*** Text for analysis Section Begins ***
Validation of the FTDR-based labeling of acetylation substrates. (A) Scheme for cellular pro-metabolite incorporation (step 1), protein substrate labeling by TAMRA–SH (step 2), and extraction of the known acetylation substrates histones; or protein substrate labeling by biotin–SH probe (step 2), enrichment with streptavidin beads, followed by Western blot analysis of the proteins pulled down to examine the existence of α-tubulin, histone H3, and histone H4. (B) Histone extraction results. Top panel, in-gel fluorescent detection; bottom panel, CBB. (C) Western blotting results. “HATi” indicates the addition of anacardic acid and MG149.^50–52

Lastly, to gain insight into the specific labeling sites by our tagging strategy, we extracted out histones, pulled down α-tubulin from the cells having incorporated the pro-metabolite ethyl fluoroacetate, and carried out proteomics studies (Figure 6A). As shown in Figure 6B and Figures S20–S22, fluoroacetylation has been observed on the following: lysine 30, lysine 34, lysine 43, and lysine 57 of histone H2B; lysine 5, lysine 8, lysine 12, lysine 16, lysine 31, lysine 44, lysine 59, lysine 77, lysine 79, and lysine 91 of histone H4; lysine 40, lysine 60, lysine 163, lysine 164, lysine 166, and lysine 280 of α-tubulin. Almost all of these sites have been consistent with previous literature reports on acetylation sites,^54–57 further demonstrating that this labeling strategy can probe lysine acetylation in a general manner. Notably, N-terminal acetylation has recently drawn significant research interest, which is catalyzed by a specific class of N-terminal acetyltransferases using Ac–CoA and has been revealed to play important roles in protein functions and cellular locations, etc.^58,59 During the preliminary proteomics studies of histone H2B and H4 (Figures S20–S21), we have not been able to observe any F-acetylation at the N-terminus. Although N-terminal acetylation is widespread and common in human proteins, it may exist only partially within the pool of molecules of a given protein substrate,⁶⁰ and there are many internal lysine acetylation sites for each N-terminal protein.⁵⁸ Special enrichment techniques⁵⁸ will be necessary for our future studies to observe N-terminal acetylation. More importantly, N-terminal acetylation is considered irreversible,⁵⁸ which could block the incorporation of F-acetylation to the intrinsic N-terminus. Thus, our FTDR-based labeling and imaging may be specific to internal lysine sites.

Figure 6.

Validation of the fluoroacetyl labeling sites on known protein substrates by proteomics analysis. (A) Scheme for cellular pro-metabolite incorporation, lysis, and the histone proteins extraction; or immunoprecipitation of α-tubulin after cellular pro-metabolite incorporation. (B) Summary of the F–Ac labeling sites (red) on representative histone proteins H2B, H4 (PDB: 1kx5), and α-tubulin (PDB: 1tub). Details of the proteomics results are available in the Supporting Information (Figures S20–S22).
*** Text for analysis Section Ends ***
● **Directions**
a – List every lysine position on α-tubulin where the passage on FTDR-based labeling reports fluoroacetylation.
b – From the passage on FTDR-based labeling, reproduce word for word the part that begins with the words containing "Validation of the fluoroacetyl" and ends with "Information (Figures S20–S22).".
*** Extracted data Section Begins ***
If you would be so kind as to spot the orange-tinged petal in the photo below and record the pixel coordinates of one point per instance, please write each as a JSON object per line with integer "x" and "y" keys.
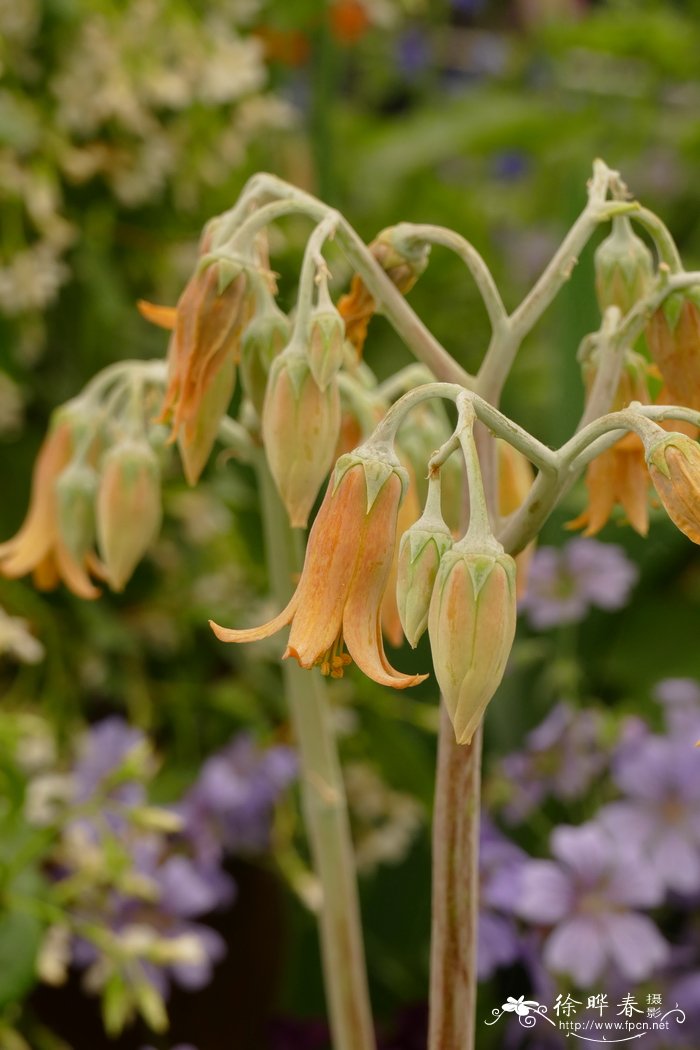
{"x": 163, "y": 316}
{"x": 633, "y": 488}
{"x": 36, "y": 537}
{"x": 329, "y": 567}
{"x": 363, "y": 637}
{"x": 409, "y": 511}
{"x": 257, "y": 633}
{"x": 361, "y": 615}
{"x": 674, "y": 468}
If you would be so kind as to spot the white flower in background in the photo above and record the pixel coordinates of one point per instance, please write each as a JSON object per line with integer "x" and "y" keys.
{"x": 32, "y": 279}
{"x": 385, "y": 821}
{"x": 46, "y": 797}
{"x": 17, "y": 641}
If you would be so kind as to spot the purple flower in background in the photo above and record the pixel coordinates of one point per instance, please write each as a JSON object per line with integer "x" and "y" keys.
{"x": 412, "y": 54}
{"x": 231, "y": 804}
{"x": 681, "y": 701}
{"x": 565, "y": 583}
{"x": 468, "y": 6}
{"x": 587, "y": 895}
{"x": 106, "y": 748}
{"x": 660, "y": 815}
{"x": 563, "y": 756}
{"x": 510, "y": 165}
{"x": 500, "y": 863}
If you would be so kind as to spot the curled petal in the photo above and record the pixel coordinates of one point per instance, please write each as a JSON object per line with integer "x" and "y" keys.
{"x": 163, "y": 316}
{"x": 363, "y": 637}
{"x": 256, "y": 633}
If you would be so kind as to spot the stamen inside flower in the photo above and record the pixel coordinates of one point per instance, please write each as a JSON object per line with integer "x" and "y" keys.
{"x": 334, "y": 659}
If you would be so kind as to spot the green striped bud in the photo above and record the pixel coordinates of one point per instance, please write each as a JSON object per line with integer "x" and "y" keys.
{"x": 128, "y": 507}
{"x": 623, "y": 268}
{"x": 471, "y": 624}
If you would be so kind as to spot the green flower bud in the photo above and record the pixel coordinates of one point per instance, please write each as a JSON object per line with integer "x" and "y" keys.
{"x": 623, "y": 268}
{"x": 420, "y": 552}
{"x": 76, "y": 491}
{"x": 128, "y": 507}
{"x": 300, "y": 426}
{"x": 325, "y": 343}
{"x": 471, "y": 624}
{"x": 263, "y": 339}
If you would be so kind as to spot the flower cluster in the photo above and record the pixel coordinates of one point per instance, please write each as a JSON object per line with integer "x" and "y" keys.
{"x": 96, "y": 488}
{"x": 590, "y": 914}
{"x": 132, "y": 881}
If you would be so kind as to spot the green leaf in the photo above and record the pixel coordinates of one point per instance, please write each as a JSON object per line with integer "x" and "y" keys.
{"x": 20, "y": 938}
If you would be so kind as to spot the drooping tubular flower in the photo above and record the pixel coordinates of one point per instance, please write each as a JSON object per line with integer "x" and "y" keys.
{"x": 619, "y": 476}
{"x": 472, "y": 614}
{"x": 674, "y": 466}
{"x": 338, "y": 600}
{"x": 40, "y": 546}
{"x": 207, "y": 326}
{"x": 300, "y": 426}
{"x": 673, "y": 335}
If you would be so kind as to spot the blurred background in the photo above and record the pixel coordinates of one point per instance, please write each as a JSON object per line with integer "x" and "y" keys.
{"x": 123, "y": 127}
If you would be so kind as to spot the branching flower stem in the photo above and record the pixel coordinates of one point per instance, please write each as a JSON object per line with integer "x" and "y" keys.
{"x": 324, "y": 807}
{"x": 455, "y": 824}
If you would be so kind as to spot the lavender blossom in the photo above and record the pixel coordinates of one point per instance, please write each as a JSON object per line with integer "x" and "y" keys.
{"x": 107, "y": 746}
{"x": 680, "y": 698}
{"x": 564, "y": 584}
{"x": 231, "y": 804}
{"x": 660, "y": 814}
{"x": 500, "y": 868}
{"x": 563, "y": 757}
{"x": 588, "y": 895}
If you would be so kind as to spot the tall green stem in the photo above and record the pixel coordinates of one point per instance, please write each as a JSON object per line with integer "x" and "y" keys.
{"x": 324, "y": 807}
{"x": 455, "y": 821}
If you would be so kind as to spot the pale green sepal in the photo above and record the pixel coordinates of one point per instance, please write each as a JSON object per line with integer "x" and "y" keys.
{"x": 481, "y": 568}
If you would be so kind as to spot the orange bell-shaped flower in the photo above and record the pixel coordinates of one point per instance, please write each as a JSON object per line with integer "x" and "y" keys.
{"x": 205, "y": 347}
{"x": 674, "y": 466}
{"x": 337, "y": 603}
{"x": 39, "y": 546}
{"x": 618, "y": 476}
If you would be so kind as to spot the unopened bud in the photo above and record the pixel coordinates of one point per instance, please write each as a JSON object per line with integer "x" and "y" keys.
{"x": 325, "y": 342}
{"x": 403, "y": 260}
{"x": 674, "y": 467}
{"x": 420, "y": 553}
{"x": 263, "y": 339}
{"x": 623, "y": 268}
{"x": 76, "y": 491}
{"x": 471, "y": 626}
{"x": 128, "y": 507}
{"x": 300, "y": 425}
{"x": 673, "y": 336}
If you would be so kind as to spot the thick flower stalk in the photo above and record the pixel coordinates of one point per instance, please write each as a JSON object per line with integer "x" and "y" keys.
{"x": 337, "y": 603}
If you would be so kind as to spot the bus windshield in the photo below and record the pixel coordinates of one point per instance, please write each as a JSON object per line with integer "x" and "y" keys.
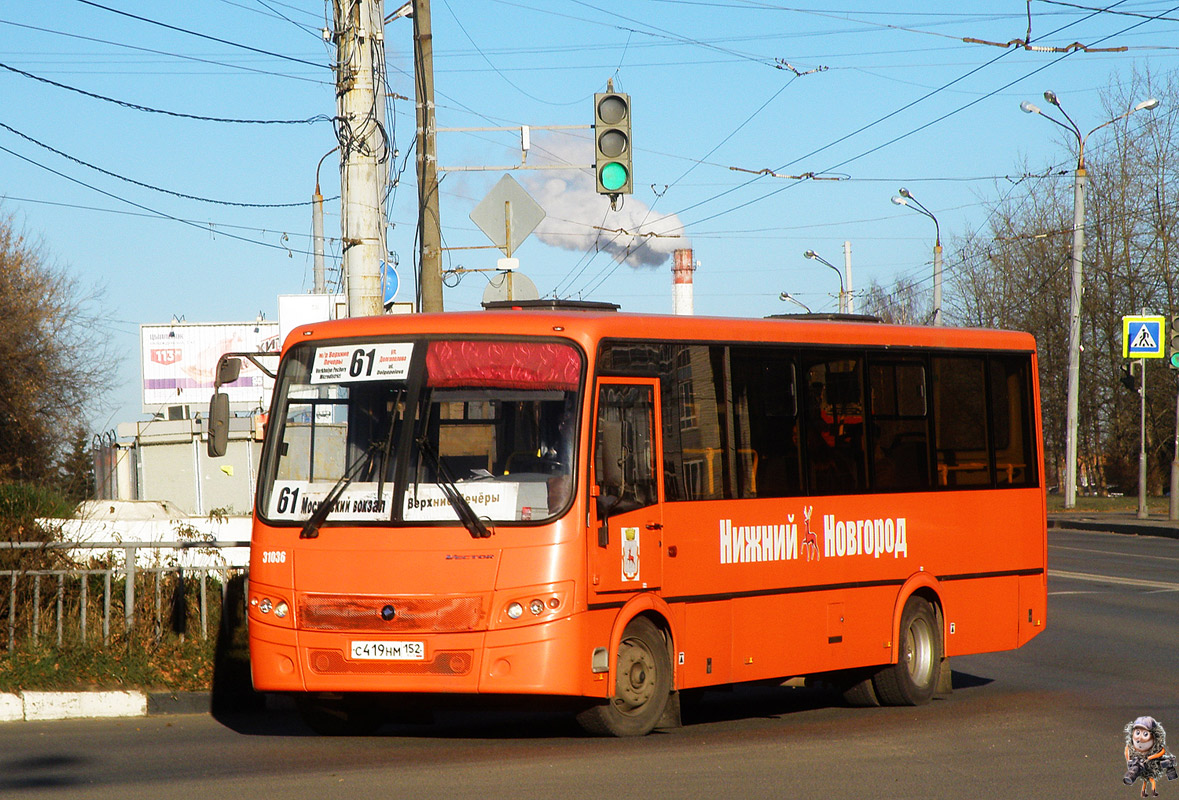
{"x": 383, "y": 430}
*** Extracted data Section Ends ***
● **Responses by task**
a – lysine 40, lysine 60, lysine 163, lysine 164, lysine 166, lysine 280

b –
Validation of the fluoroacetyl labeling sites on known protein substrates by proteomics analysis. (A) Scheme for cellular pro-metabolite incorporation, lysis, and the histone proteins extraction; or immunoprecipitation of α-tubulin after cellular pro-metabolite incorporation. (B) Summary of the F–Ac labeling sites (red) on representative histone proteins H2B, H4 (PDB: 1kx5), and α-tubulin (PDB: 1tub). Details of the proteomics results are available in the Supporting Information (Figures S20–S22).